=== SOURCE RECORDS ===

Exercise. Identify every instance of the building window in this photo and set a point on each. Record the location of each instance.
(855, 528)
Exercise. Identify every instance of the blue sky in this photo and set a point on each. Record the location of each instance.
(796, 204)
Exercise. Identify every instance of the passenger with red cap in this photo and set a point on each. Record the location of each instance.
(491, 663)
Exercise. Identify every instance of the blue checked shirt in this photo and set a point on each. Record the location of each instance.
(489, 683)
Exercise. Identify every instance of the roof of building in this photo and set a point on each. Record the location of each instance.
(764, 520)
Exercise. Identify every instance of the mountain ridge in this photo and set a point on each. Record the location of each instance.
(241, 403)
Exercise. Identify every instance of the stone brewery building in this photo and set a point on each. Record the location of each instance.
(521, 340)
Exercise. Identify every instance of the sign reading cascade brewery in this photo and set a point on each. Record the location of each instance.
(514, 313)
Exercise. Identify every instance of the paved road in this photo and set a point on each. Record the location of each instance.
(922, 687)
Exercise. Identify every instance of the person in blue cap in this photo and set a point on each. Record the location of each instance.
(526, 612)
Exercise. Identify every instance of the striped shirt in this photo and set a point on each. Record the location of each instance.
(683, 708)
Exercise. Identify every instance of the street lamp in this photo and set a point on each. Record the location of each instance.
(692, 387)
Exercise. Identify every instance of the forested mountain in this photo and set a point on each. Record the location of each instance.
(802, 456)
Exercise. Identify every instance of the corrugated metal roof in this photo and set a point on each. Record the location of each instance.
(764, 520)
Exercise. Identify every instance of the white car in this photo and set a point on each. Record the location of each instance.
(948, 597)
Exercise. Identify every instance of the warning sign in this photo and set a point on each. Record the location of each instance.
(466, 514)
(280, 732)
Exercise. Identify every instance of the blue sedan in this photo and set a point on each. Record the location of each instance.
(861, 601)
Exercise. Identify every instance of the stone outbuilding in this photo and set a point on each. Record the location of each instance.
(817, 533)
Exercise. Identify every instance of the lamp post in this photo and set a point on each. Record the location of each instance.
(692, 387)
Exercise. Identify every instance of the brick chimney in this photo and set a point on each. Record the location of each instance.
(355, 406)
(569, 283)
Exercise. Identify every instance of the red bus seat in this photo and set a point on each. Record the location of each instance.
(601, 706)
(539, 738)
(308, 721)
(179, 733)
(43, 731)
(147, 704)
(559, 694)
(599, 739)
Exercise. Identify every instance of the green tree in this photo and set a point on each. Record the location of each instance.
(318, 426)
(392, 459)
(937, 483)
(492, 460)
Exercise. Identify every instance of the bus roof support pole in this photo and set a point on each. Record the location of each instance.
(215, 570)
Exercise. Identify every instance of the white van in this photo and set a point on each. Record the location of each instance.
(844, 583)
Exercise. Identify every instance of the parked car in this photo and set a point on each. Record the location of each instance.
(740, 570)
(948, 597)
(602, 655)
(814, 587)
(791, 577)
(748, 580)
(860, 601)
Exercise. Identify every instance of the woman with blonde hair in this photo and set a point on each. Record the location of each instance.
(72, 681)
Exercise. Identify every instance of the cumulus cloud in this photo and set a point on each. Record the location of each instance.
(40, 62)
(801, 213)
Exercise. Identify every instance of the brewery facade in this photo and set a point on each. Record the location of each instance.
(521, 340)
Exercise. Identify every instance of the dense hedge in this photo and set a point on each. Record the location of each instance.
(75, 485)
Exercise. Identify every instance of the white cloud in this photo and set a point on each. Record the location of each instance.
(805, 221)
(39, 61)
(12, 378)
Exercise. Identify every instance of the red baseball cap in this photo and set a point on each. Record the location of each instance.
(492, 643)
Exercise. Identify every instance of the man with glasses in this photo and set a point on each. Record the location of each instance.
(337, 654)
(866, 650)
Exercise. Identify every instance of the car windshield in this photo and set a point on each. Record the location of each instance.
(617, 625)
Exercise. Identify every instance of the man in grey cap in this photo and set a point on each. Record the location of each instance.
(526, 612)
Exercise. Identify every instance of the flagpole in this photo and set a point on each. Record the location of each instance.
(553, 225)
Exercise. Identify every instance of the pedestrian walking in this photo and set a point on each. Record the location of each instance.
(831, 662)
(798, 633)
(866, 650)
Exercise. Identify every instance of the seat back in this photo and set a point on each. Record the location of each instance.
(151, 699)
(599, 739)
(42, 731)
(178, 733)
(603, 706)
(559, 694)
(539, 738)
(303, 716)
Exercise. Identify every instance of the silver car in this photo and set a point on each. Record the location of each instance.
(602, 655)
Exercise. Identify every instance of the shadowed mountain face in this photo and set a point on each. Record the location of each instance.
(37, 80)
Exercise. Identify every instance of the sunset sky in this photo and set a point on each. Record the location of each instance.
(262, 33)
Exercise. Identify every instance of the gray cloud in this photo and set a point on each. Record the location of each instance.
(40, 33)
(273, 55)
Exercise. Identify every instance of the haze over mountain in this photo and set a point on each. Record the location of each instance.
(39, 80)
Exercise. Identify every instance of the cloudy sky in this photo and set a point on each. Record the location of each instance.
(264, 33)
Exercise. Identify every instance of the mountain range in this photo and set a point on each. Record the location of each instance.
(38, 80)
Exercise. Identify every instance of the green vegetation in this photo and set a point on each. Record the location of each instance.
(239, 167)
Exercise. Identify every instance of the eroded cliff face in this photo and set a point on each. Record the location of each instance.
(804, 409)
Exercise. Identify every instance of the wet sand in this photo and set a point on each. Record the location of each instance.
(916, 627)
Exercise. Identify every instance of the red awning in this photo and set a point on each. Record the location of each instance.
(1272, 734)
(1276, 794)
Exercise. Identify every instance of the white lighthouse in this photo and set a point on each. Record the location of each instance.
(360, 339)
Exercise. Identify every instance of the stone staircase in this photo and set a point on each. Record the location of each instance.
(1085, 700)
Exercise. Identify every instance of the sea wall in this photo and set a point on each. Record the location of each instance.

===

WORK INSTRUCTION:
Word for word, reproduce every record shown above.

REPLY:
Exercise. Identify every instance of the building window in this photo and set a point on each. Record the location of each instance.
(855, 528)
Exercise. Identify every instance of the blue sky in this photo and set a point on each. Record the location of each instance.
(796, 204)
Exercise. Identify every instance of the passenger with red cap in this photo and set a point on each. Record the location of each instance.
(491, 663)
Exercise. Identify every instance of the blue checked shirt in this photo and set a point on each. Record the location of each instance.
(489, 683)
Exercise. Identify every instance of the roof of building in this photo and set a point on each. Record the location of each instance.
(764, 520)
Exercise. Identify every instance of the mountain ridge in this photo and set a point on each. Record the location of each instance.
(241, 403)
Exercise. Identify every instance of the stone brewery building in this photo and set a point on each. Record the location of each instance.
(521, 340)
Exercise. Identify every instance of the sign reading cascade brewery in this photo and set a point on each. Record the location of each instance.
(514, 313)
Exercise. Identify every instance of the paved road in this photo and set a point on each. Record the location of each instance.
(922, 687)
Exercise. Identify every instance of the person in blue cap in this photo and set a point on each. Record the location of each instance.
(526, 612)
Exercise. Identify every instance of the striped shirt in this photo and set a point on each. Record the location of each instance.
(683, 708)
Exercise. Identify every instance of the street lamp in this photo and set a point on each. Record the location of each instance.
(692, 387)
Exercise. Identify every instance of the forested mountain in this photo and set a point on each. Record the location of each instance.
(802, 456)
Exercise. Identify every instance of the corrugated metal roof in this photo and set a point on each. Record the location of each instance.
(764, 520)
Exercise. Identify every instance of the white car in this photo and set a point on each. Record the location of each instance.
(948, 597)
Exercise. Identify every instance of the warning sign in this photo and set a point on each. Record the location of each instance.
(466, 514)
(280, 732)
Exercise. Identify every instance of the blue sedan in this photo and set a point on each. Record the location of each instance.
(861, 601)
Exercise. Identify every instance of the stone outbuilding in this photo and set a point on each. Record the location of each instance.
(817, 533)
Exercise. Identify every instance of the lamp post in this photo and set a point on each. Record the location of each instance.
(692, 387)
Exercise. Identify every instance of the brick chimney in this photo and set a point on each. Record the location of each instance.
(355, 406)
(569, 283)
Exercise. Identify every instance of the red bus seat in this photo and set a point on each. Record the location of each instance.
(601, 706)
(539, 738)
(308, 721)
(179, 733)
(43, 731)
(147, 704)
(559, 694)
(599, 739)
Exercise. Identify every instance of the green tree in this photo and set a point on each. Record the location of each instance.
(318, 426)
(392, 459)
(937, 483)
(492, 460)
Exercise. Identify every instance of the bus roof support pole in this photo and set a point on each. Record the location of each instance.
(215, 570)
Exercise. Identify every instance of the white van in this photo and set a point on each. Record the location of each instance.
(844, 583)
Exercise. Identify every instance of the parked car in this photo and set a point on each. Record the location of each instance.
(740, 570)
(948, 597)
(602, 655)
(814, 587)
(791, 577)
(748, 580)
(860, 601)
Exercise. Identify every instance of the woman with blonde hair in this photo and set a point on each. Record the location of each instance.
(72, 681)
Exercise. Identify every instance of the cumulus cloud in this photo and set a point on each. Record the location of each instance.
(40, 62)
(801, 213)
Exercise. Identify every instance of the brewery facade in this photo and set a point on each. Record the location of each instance.
(521, 340)
Exercise. Identify every instance of the dense hedge in this photo and set a point on each. Record the location of each instance.
(75, 485)
Exercise. Identify every instance of the white cloud in this photo and set a point on each. Record the location of each instance.
(805, 221)
(39, 61)
(12, 378)
Exercise. Identify every instance of the red baseball cap in this photo and set a point on each. Record the location of each instance.
(492, 643)
Exercise. Identify every instance of the man with glasses in this photo and set a point on each. Record the location of each instance.
(337, 654)
(866, 650)
Exercise. Identify every instance of the car windshield in this photo and set a point on each. Record the location of each instance.
(617, 625)
Exercise. Identify every instance of the man in grey cap in this photo and set a point on each. Record the location of each instance.
(526, 612)
Exercise. Identify every instance of the flagpole in this photo and set a point on each. Record the location of each instance.
(553, 225)
Exercise. Identify every instance of the pedestrian walking in this photo and set a point on each. Record the location of each instance.
(831, 662)
(798, 633)
(866, 650)
Exercise. Identify every instance of the seat back in this photo and set a point on each. Record the location of each instance.
(151, 699)
(599, 739)
(42, 731)
(178, 733)
(603, 706)
(559, 694)
(539, 738)
(303, 716)
Exercise. Identify every instance of the silver car in this photo and set a point on each. Record the location of each instance.
(602, 655)
Exercise. Identify every instance of the shadowed mountain face in this photo and set a point on each. Record the location of each instance.
(37, 80)
Exercise. Identify every instance of the sunset sky in this photo and set a point on each. Record the location of each instance.
(262, 33)
Exercise. Identify every instance of the gray cloud in this photo and set a point on each. Record the location of each instance.
(40, 33)
(273, 55)
Exercise. Identify every instance of the haze over mountain in this photo and set a point on each. Record the location of each instance.
(39, 80)
Exercise. Identify every instance of the cloudy sky in this photo and set a point on each. Record the location of each instance.
(264, 33)
Exercise. Identify every instance of the mountain range in this photo and set a point on each. Record the location of each instance.
(38, 80)
Exercise. Identify every instance of the green vegetation in this photo and set a point on each. Record the location of each instance.
(239, 167)
Exercise. Identify every instance of the eroded cliff face in this photo and set a point on each. Record the location of each instance.
(804, 409)
Exercise. Identify every instance of the wet sand in this photo and set a point on each. Record the location of each instance.
(916, 627)
Exercise. Identify every instance of the red awning in this photo and set a point on each. Record the location of each instance.
(1272, 734)
(1276, 794)
Exercise. Identify every instance of the white lighthouse in this photo and set a point on each. Record the location of each instance.
(360, 339)
Exercise. Identify every instance of the stone staircase in this photo and set a point on each. Record the location of each instance.
(1085, 700)
Exercise. Identify every instance of the sea wall in this photo and set a point on each. Record the location of each instance.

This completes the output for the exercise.